* 节选文本 *

支持向量机(SVM)是一种强大的分类算法,尤其适合处理高维数据。它的目标是寻找一个超平面,将不同类别的样本分开,并且最大化类别之间的间隔。在这篇文章中,我们使用SVC(支持向量分类)来实现心脏病数据的分类。

from sklearn.svm import SVC
svm_clf = SVC(kernel='rbf', C=1.0, gamma=0.1)
svm_clf.fit(X_train, y_train)

4. SMOTE算法介绍

在心脏病数据集中,类别不平衡问题较为严重。为了解决这个问题,我们使用了SMOTE(Synthetic Minority Over-sampling Technique)算法,通过生成合成样本来平衡各个类别。

from imblearn.over_sampling import SMOTE
X_resampled, y_resampled = smote(X_train, y_train, sampling_strategy={2: 55, 3: 55, 4: 55})

5. GridSearch算法

为了寻找SVM模型的最佳超参数,我们使用了GridSearchCV进行超参数搜索。通过在不同的C和gamma值之间进行网格搜索,找出最优的组合。

from sklearn.model_selection import GridSearchCV
gridsearch(X_train, y_train, X_test, y_test)

6. PCA算法介绍

主成分分析(PCA)是降维的常用方法,可以在保留数据大部分信息的情况下,减少数据的维度。在本次任务中,我们使用PCA将数据维度降到95%的信息量。

* 任务材料 *

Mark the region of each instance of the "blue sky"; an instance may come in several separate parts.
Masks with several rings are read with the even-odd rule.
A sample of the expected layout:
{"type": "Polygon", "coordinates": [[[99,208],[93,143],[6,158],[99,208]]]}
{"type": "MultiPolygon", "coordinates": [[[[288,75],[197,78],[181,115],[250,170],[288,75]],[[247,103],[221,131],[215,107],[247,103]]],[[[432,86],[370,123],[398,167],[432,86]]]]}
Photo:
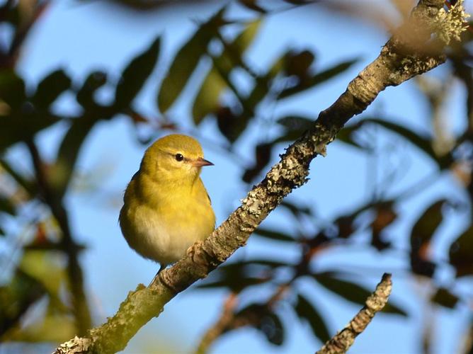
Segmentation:
{"type": "MultiPolygon", "coordinates": [[[[133,55],[144,48],[156,35],[162,34],[160,65],[137,101],[142,112],[151,117],[156,116],[154,103],[156,82],[162,79],[164,68],[173,53],[195,28],[193,21],[207,18],[220,6],[220,3],[212,4],[207,6],[177,5],[178,10],[165,10],[159,14],[138,14],[103,1],[89,4],[72,0],[55,1],[28,38],[18,70],[33,82],[39,81],[58,66],[64,67],[77,82],[91,70],[98,69],[107,71],[116,79],[133,55]]],[[[233,11],[232,13],[238,18],[251,18],[251,13],[235,6],[233,11]]],[[[264,68],[288,47],[314,50],[317,55],[317,69],[353,57],[360,58],[358,64],[349,71],[278,105],[273,113],[298,113],[315,118],[319,111],[331,105],[345,90],[349,80],[375,59],[387,38],[387,33],[378,27],[335,15],[321,7],[312,8],[311,11],[301,7],[265,18],[246,59],[255,68],[264,68]]],[[[442,70],[437,69],[437,74],[441,76],[442,70]]],[[[455,85],[460,101],[461,92],[458,85],[455,85]]],[[[188,88],[183,99],[170,113],[189,131],[192,130],[189,118],[190,91],[188,88]]],[[[102,93],[103,98],[107,99],[109,93],[105,90],[102,93]]],[[[422,100],[415,86],[406,83],[382,93],[365,115],[381,113],[383,116],[425,132],[430,127],[430,118],[426,103],[419,102],[422,100]]],[[[76,108],[72,101],[67,97],[64,98],[57,109],[74,110],[76,108]]],[[[460,107],[457,103],[452,102],[450,105],[460,107]]],[[[455,117],[463,112],[460,108],[452,109],[452,128],[459,130],[462,127],[458,122],[461,120],[455,117]]],[[[63,132],[64,127],[58,126],[41,134],[38,142],[45,156],[50,158],[55,156],[63,132]]],[[[251,161],[251,149],[249,147],[261,141],[264,134],[265,127],[251,126],[237,144],[238,154],[251,161]]],[[[240,181],[239,166],[216,147],[223,139],[217,132],[213,122],[205,122],[198,135],[202,137],[206,158],[215,164],[214,167],[204,169],[202,178],[212,199],[218,224],[239,205],[248,186],[240,181]]],[[[384,140],[381,139],[378,142],[383,144],[384,140]]],[[[80,171],[85,173],[96,171],[98,166],[105,165],[106,169],[101,169],[103,176],[99,180],[98,189],[93,193],[76,192],[68,195],[67,206],[74,233],[79,241],[89,247],[81,261],[96,324],[113,315],[127,292],[135,289],[139,282],[147,284],[157,270],[155,264],[141,258],[127,247],[117,222],[122,191],[137,169],[145,147],[137,142],[134,127],[125,118],[98,124],[88,138],[78,163],[80,171]]],[[[280,146],[280,151],[276,152],[283,152],[283,147],[280,146]]],[[[411,159],[411,163],[404,178],[392,186],[392,192],[401,190],[435,171],[435,167],[420,154],[412,152],[409,147],[404,151],[406,156],[402,158],[411,159]]],[[[338,215],[370,198],[366,186],[372,178],[372,174],[368,173],[371,160],[367,156],[336,142],[330,145],[328,153],[326,158],[316,159],[311,166],[311,181],[290,197],[312,206],[324,217],[338,215]]],[[[277,154],[273,160],[275,161],[276,159],[277,154]]],[[[445,193],[460,200],[465,198],[460,188],[455,187],[451,177],[446,176],[421,193],[419,198],[403,205],[406,212],[402,214],[402,219],[397,222],[392,233],[398,235],[405,233],[406,225],[411,224],[409,222],[421,212],[418,208],[426,200],[434,200],[445,193]]],[[[276,211],[265,224],[290,230],[291,224],[285,217],[283,212],[276,211]]],[[[448,218],[443,231],[453,235],[465,224],[462,215],[452,215],[448,218]]],[[[395,235],[393,236],[396,238],[395,235]]],[[[404,247],[406,246],[405,242],[404,247]]],[[[403,247],[401,239],[399,246],[403,247]]],[[[441,249],[448,244],[445,243],[438,246],[441,249]]],[[[280,245],[277,244],[273,247],[264,247],[259,240],[251,239],[248,246],[239,250],[232,258],[268,252],[280,253],[281,257],[291,259],[296,251],[281,250],[280,245]]],[[[370,287],[374,287],[383,271],[393,271],[393,299],[404,305],[411,315],[407,319],[380,315],[357,340],[352,353],[420,351],[417,337],[425,319],[418,299],[422,298],[425,290],[406,277],[405,272],[398,271],[406,268],[406,264],[400,262],[399,257],[366,251],[361,248],[350,251],[341,248],[328,251],[316,263],[322,268],[343,264],[372,265],[372,272],[360,279],[360,283],[370,287]]],[[[331,319],[330,328],[333,331],[341,329],[358,310],[357,306],[304,282],[297,286],[308,296],[317,297],[317,303],[322,304],[324,313],[331,319]]],[[[159,319],[152,321],[138,333],[125,352],[152,352],[150,348],[153,345],[166,342],[170,352],[192,350],[206,329],[217,319],[224,299],[223,292],[186,291],[179,295],[166,305],[159,319]],[[149,346],[143,344],[147,342],[150,343],[149,346]]],[[[439,310],[435,316],[441,319],[443,326],[452,326],[452,332],[467,319],[465,314],[446,310],[439,310]]],[[[320,343],[312,337],[308,326],[300,324],[295,318],[290,321],[295,324],[281,349],[283,352],[307,353],[319,348],[320,343]]],[[[440,329],[438,333],[440,339],[435,353],[456,348],[452,336],[440,329]]],[[[217,341],[212,348],[213,353],[269,353],[274,350],[275,348],[267,344],[258,333],[249,329],[232,332],[217,341]]]]}

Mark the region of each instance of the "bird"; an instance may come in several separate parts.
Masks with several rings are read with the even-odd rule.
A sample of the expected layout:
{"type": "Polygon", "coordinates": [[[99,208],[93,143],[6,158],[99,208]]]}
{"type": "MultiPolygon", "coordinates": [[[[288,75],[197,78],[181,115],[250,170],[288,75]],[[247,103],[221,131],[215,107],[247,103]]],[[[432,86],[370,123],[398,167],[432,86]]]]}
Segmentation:
{"type": "Polygon", "coordinates": [[[214,231],[215,215],[200,176],[202,167],[212,165],[195,139],[172,134],[147,149],[128,183],[122,233],[137,253],[160,263],[159,271],[214,231]]]}

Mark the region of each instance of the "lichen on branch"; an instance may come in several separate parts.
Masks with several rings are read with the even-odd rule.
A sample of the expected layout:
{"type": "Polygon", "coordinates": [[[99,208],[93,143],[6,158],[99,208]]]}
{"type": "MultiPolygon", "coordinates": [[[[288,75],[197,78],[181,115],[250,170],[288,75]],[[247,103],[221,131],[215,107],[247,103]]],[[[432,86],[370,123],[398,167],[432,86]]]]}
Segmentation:
{"type": "MultiPolygon", "coordinates": [[[[307,181],[312,159],[319,154],[325,155],[326,145],[351,118],[365,110],[387,87],[399,85],[445,62],[443,50],[446,42],[442,39],[445,34],[440,35],[438,32],[439,18],[443,18],[440,13],[443,4],[443,0],[419,1],[410,18],[384,45],[380,55],[358,74],[335,103],[319,113],[312,129],[287,149],[279,162],[242,200],[241,205],[208,239],[193,245],[186,257],[159,273],[148,287],[138,287],[130,292],[115,316],[89,331],[88,348],[81,346],[81,351],[69,352],[58,348],[57,353],[122,350],[136,332],[158,316],[174,296],[207,276],[244,246],[250,234],[283,198],[307,181]],[[435,37],[440,39],[436,40],[435,37]]],[[[465,18],[463,13],[459,13],[465,18]]],[[[447,16],[442,21],[457,21],[457,16],[447,16]]],[[[452,24],[451,28],[455,31],[458,26],[452,24]]],[[[454,39],[457,37],[450,35],[454,39]]],[[[83,339],[72,339],[67,348],[75,348],[74,342],[83,339]]]]}

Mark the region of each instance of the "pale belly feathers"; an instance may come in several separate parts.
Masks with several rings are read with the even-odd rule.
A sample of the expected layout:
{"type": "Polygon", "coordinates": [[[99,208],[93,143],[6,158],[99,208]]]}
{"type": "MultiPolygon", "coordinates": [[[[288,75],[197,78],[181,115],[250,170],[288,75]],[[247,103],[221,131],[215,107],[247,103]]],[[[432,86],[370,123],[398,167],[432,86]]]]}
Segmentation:
{"type": "Polygon", "coordinates": [[[159,210],[139,204],[123,207],[120,222],[123,235],[131,248],[142,256],[161,265],[181,259],[198,241],[206,239],[215,228],[215,216],[210,201],[205,200],[178,207],[168,205],[164,221],[159,210]],[[133,222],[130,222],[133,220],[133,222]]]}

* 任务要求 *
• 1. 请统计列表中含有字符串“parts”的行数,区分大小写,只给出数字。
• 2. 请从上面那篇机器学习算法介绍的最后一句之后续写下去。

* 各题答案 *
• 1. 4

• 2.
from sklearn.decomposition import PCA
X_train = pca.fit_transform(X_train)
X_test = pca.transform(X_test)

7. 灰狼优化算法介绍

灰狼优化算法(Grey Wolf Optimizer, GWO)是一种模拟灰狼捕猎行为的优化算法。在这里,我们使用灰狼优化算法来寻找SVM模型的最佳超参数C和gamma。

def grey_wolf_optimizer(...):
    # 代码实现见下文
    return alpha_pos, alpha_score

灰狼优化算法通过模拟灰狼群体的领导行为,帮助我们在搜索空间中找到最优解。

8. 实现流程

8.1 数据加载与预处理

首先,加载数据集,并进行数据清洗。然后,使用SMOTE算法处理类别不平衡问题。

(X_train, X_test, y_train, y_test) = train_test_split(features, target, test_size=0.3, random_state=1, stratify=target)
X_train, y_train = smote(X_train, y_train, sampling_strategy={2: 38, 3: 38, 4: 38})

8.2 数据标准化与PCA降维

使用StandardScaler对数据进行标准化处理,并使用PCA降维。

X_train, X_test = scaler(X_train, X_test)
pca = PCA(n_components=0.95)
X_train = pca.fit_transform(X_train)
X_test = pca.transform(X_test)

8.3 模型训练与优化

使用SVM进行训练,并通过灰狼优化算法调整超参数。

print(grey_wolf_optimizer(0, 100, 10000, 100, 2, X_train, y_train, X_test, y_test))

8.4 可视化

使用Matplotlib进行数据可视化,展示PCA降维后的数据分布。

fig = plt.figure(figsize=(8, 6))
ax = fig.add_subplot(111, projection='3d')
ax.scatter(X_train[:, 0], X_train[:, 1], X_train[:, 2], c=y_train, cmap='viridis', alpha=0.7)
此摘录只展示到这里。